Exercise brief:
Reproduce the records below word for word, starting at their first line and stopping after the line that contains "(262, 8), (356, 67)". Include both of these lines, and leave the pictures out of your answer.

Supplied entries:
□ □ □

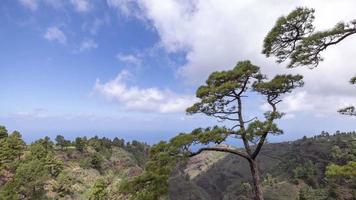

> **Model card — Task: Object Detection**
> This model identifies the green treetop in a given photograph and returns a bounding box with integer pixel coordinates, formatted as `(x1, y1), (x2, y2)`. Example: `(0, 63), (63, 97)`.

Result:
(0, 126), (8, 139)
(262, 7), (356, 116)
(262, 7), (356, 68)
(122, 61), (303, 200)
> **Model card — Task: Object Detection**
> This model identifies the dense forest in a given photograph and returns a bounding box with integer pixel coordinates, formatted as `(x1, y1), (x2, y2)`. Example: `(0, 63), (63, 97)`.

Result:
(0, 3), (356, 200)
(0, 126), (356, 200)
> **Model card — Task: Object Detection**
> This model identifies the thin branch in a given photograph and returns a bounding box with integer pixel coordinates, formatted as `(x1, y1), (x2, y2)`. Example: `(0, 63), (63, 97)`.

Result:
(189, 147), (251, 161)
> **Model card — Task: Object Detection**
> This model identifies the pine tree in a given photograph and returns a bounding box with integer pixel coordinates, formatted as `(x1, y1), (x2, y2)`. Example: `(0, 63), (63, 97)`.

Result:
(0, 126), (8, 140)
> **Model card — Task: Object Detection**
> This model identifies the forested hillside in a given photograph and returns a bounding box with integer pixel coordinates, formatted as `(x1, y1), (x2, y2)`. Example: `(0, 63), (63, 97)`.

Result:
(169, 132), (356, 200)
(0, 126), (149, 200)
(0, 126), (356, 200)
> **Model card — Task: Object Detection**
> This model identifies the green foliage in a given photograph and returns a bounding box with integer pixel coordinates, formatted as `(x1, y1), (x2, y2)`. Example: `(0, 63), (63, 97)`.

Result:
(0, 139), (62, 199)
(299, 186), (328, 200)
(0, 131), (25, 171)
(89, 179), (108, 200)
(0, 160), (48, 199)
(0, 126), (8, 140)
(55, 135), (70, 150)
(325, 161), (356, 178)
(120, 61), (303, 200)
(293, 160), (317, 180)
(53, 171), (76, 197)
(74, 137), (85, 152)
(120, 142), (184, 200)
(90, 153), (103, 171)
(262, 8), (356, 67)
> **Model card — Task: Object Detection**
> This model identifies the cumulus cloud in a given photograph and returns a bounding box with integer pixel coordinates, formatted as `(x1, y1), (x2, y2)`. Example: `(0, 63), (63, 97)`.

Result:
(94, 70), (194, 113)
(112, 0), (356, 118)
(43, 26), (67, 44)
(79, 39), (99, 52)
(106, 0), (143, 18)
(116, 53), (142, 65)
(14, 108), (48, 118)
(70, 0), (92, 12)
(19, 0), (38, 11)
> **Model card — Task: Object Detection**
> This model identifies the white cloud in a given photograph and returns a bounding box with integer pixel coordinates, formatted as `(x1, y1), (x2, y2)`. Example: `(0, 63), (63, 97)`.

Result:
(116, 53), (142, 65)
(14, 108), (48, 118)
(43, 26), (67, 44)
(113, 0), (356, 118)
(106, 0), (141, 18)
(79, 39), (99, 52)
(94, 70), (194, 113)
(70, 0), (92, 12)
(19, 0), (38, 11)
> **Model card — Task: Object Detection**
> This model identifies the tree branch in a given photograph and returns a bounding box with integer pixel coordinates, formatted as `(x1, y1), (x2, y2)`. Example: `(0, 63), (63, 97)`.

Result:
(189, 147), (251, 161)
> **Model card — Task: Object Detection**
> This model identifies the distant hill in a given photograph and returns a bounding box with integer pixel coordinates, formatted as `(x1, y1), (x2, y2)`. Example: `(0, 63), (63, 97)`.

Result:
(169, 132), (356, 200)
(0, 128), (356, 200)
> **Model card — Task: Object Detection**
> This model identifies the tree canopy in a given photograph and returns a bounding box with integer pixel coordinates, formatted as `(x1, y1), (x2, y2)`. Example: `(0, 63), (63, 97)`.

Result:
(121, 61), (303, 199)
(262, 7), (356, 68)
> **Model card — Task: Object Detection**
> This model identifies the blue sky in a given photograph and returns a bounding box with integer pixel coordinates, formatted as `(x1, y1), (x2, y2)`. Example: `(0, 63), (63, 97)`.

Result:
(0, 0), (356, 143)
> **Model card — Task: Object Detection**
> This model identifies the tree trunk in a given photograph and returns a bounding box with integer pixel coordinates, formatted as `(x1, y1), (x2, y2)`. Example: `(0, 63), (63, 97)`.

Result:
(250, 160), (263, 200)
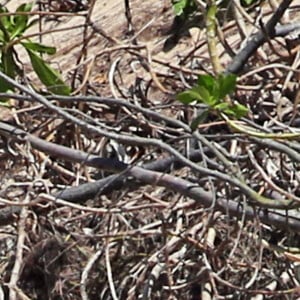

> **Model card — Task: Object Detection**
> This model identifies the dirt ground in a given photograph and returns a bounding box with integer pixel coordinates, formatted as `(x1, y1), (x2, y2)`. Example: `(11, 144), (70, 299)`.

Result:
(0, 0), (300, 300)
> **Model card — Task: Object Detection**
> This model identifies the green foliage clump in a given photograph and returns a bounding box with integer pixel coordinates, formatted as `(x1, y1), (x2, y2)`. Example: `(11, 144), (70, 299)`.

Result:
(0, 3), (71, 95)
(177, 74), (248, 130)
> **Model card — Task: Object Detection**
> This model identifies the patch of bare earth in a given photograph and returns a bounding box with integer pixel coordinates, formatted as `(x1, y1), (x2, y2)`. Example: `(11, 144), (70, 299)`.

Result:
(0, 0), (300, 300)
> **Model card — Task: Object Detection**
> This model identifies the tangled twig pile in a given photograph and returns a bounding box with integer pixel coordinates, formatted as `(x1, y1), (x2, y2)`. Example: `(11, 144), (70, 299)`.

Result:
(0, 0), (300, 299)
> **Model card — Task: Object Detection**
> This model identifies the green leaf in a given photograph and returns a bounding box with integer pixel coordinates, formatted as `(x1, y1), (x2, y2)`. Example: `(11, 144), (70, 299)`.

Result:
(190, 109), (209, 131)
(214, 102), (231, 111)
(173, 0), (187, 16)
(191, 86), (216, 106)
(26, 48), (71, 95)
(217, 74), (237, 100)
(176, 90), (202, 104)
(197, 74), (216, 92)
(21, 42), (56, 55)
(231, 103), (248, 119)
(10, 3), (33, 39)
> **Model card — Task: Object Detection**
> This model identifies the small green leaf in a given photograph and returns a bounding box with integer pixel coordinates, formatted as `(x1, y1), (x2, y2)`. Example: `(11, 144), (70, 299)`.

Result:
(26, 48), (71, 95)
(21, 42), (56, 55)
(214, 102), (231, 111)
(231, 103), (248, 119)
(173, 0), (187, 16)
(10, 3), (33, 39)
(190, 109), (209, 131)
(177, 90), (202, 104)
(197, 74), (216, 92)
(191, 86), (216, 106)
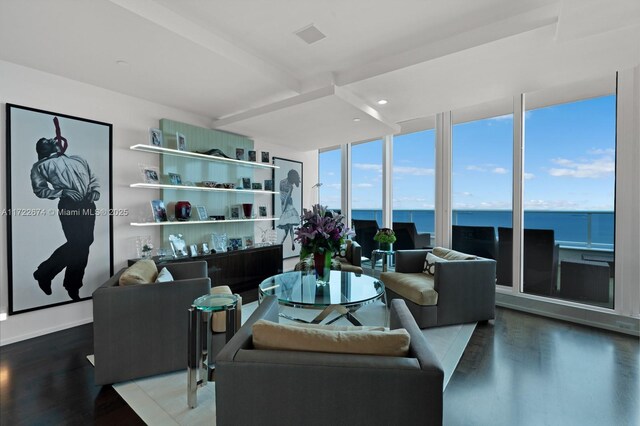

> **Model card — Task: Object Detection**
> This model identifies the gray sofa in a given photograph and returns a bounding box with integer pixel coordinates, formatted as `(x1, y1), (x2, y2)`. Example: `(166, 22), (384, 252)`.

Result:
(93, 261), (211, 385)
(380, 247), (496, 328)
(216, 297), (444, 426)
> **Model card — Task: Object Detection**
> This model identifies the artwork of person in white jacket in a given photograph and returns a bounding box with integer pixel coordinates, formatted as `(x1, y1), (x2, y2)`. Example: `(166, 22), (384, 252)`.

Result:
(31, 117), (100, 300)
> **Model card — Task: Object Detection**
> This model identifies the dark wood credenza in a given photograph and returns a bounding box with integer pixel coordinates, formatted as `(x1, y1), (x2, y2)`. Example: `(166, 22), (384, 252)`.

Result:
(128, 244), (282, 303)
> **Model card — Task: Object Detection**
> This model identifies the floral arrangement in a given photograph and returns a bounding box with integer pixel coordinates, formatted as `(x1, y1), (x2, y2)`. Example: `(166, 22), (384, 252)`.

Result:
(295, 204), (355, 259)
(373, 228), (396, 244)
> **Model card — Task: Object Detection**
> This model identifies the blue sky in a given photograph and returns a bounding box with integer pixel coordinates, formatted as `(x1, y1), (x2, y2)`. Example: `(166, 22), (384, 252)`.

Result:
(320, 96), (615, 211)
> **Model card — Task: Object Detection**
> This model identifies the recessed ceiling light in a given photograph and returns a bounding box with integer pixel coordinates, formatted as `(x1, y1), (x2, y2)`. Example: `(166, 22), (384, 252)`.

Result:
(293, 24), (326, 44)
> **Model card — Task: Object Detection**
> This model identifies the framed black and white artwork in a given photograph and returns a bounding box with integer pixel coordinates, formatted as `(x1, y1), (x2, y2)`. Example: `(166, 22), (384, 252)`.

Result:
(6, 104), (113, 314)
(273, 157), (303, 259)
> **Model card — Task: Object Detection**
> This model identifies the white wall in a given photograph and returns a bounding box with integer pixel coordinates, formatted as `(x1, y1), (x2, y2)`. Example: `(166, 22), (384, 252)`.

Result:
(0, 61), (317, 345)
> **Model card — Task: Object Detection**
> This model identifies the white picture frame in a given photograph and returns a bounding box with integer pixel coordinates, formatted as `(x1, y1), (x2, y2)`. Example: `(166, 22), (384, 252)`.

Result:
(149, 128), (163, 147)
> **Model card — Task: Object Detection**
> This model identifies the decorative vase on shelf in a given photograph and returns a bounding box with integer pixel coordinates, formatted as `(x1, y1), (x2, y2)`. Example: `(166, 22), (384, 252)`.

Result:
(176, 201), (191, 222)
(313, 251), (333, 285)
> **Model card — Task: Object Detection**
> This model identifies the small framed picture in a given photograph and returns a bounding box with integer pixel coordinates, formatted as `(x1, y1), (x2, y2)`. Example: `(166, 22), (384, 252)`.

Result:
(236, 148), (244, 160)
(229, 238), (242, 250)
(151, 200), (167, 222)
(140, 164), (160, 183)
(176, 132), (187, 151)
(229, 206), (240, 219)
(169, 173), (182, 185)
(196, 206), (209, 220)
(149, 129), (162, 146)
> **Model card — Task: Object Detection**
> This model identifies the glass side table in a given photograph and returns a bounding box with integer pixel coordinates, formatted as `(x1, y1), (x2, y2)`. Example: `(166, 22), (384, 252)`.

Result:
(187, 294), (238, 408)
(371, 250), (396, 272)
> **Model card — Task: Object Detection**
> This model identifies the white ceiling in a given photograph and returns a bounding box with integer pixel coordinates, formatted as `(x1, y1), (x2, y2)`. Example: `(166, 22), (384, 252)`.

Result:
(0, 0), (640, 150)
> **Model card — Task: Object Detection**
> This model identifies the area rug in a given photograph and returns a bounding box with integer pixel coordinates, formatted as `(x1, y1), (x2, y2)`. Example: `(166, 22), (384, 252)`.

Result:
(87, 302), (476, 426)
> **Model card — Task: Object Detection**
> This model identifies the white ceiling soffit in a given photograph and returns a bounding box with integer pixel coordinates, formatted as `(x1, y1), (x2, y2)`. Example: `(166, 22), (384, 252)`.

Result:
(212, 86), (400, 151)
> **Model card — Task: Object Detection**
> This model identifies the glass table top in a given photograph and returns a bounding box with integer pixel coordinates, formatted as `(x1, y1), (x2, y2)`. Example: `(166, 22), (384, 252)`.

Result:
(191, 294), (238, 312)
(258, 271), (385, 307)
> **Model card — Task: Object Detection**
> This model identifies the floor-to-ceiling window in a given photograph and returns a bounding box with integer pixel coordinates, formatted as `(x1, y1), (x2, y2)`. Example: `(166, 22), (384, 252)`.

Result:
(523, 95), (616, 308)
(451, 114), (513, 285)
(312, 148), (342, 210)
(392, 130), (435, 249)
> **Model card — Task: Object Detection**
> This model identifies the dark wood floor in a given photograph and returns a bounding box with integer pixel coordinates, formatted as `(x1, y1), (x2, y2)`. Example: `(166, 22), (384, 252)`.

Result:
(0, 309), (640, 426)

□ □ □

Result:
> **Model card — Task: Object Detection**
> This model identifies the green treetop in a given photograph and returns a bounding box with integer pixel coordinates, formatted as `(x1, y1), (x2, y2)`. Example: `(0, 63), (63, 97)`.

Result:
(0, 126), (8, 139)
(262, 7), (356, 116)
(262, 7), (356, 68)
(122, 61), (303, 200)
> **Model card — Task: Object Detection**
> This model identifies the dense forest in a given photograph and returns a bounding box with integer pixel coordinates, formatted as `(x1, y1), (x2, y2)`. Example: `(0, 63), (63, 97)`.

Result:
(0, 3), (356, 200)
(0, 126), (356, 200)
> **Model card — Task: Object Detection**
> This model identifies the thin branch in a given photograph and returns a bounding box with integer pixel coordinates, formatted as `(x1, y1), (x2, y2)`. Example: `(0, 63), (63, 97)`.

Result:
(189, 147), (251, 161)
> **Model card — Task: Object Detection**
> This model identifies the pine tree in a given photograph and returns a bounding box with integer pixel coordinates, formatted as `(x1, y1), (x2, y2)`. Example: `(0, 63), (63, 97)`.

Result:
(0, 126), (8, 140)
> **Model card — Task: Object Detection**
> This model identifies the forested hillside in a given photograph and returns a bounding box with integer pixel coordinates, formatted as `(x1, y1), (x2, y2)`. Example: `(0, 63), (63, 97)`.

Result:
(169, 132), (356, 200)
(0, 126), (149, 200)
(0, 126), (356, 200)
> **Model card — Task: Object Detection**
> This model identifies the green foliage in a given photograph and returns a bounding box with integer pixel coordinates, formatted as `(x1, y1), (x2, y2)`. Example: `(0, 63), (63, 97)`.

Result:
(0, 139), (62, 199)
(299, 186), (328, 200)
(0, 131), (25, 171)
(89, 179), (108, 200)
(0, 160), (48, 199)
(0, 126), (8, 140)
(55, 135), (70, 150)
(325, 161), (356, 178)
(120, 61), (303, 200)
(293, 160), (317, 180)
(53, 171), (76, 197)
(74, 137), (85, 152)
(120, 142), (184, 200)
(90, 153), (103, 171)
(262, 8), (356, 67)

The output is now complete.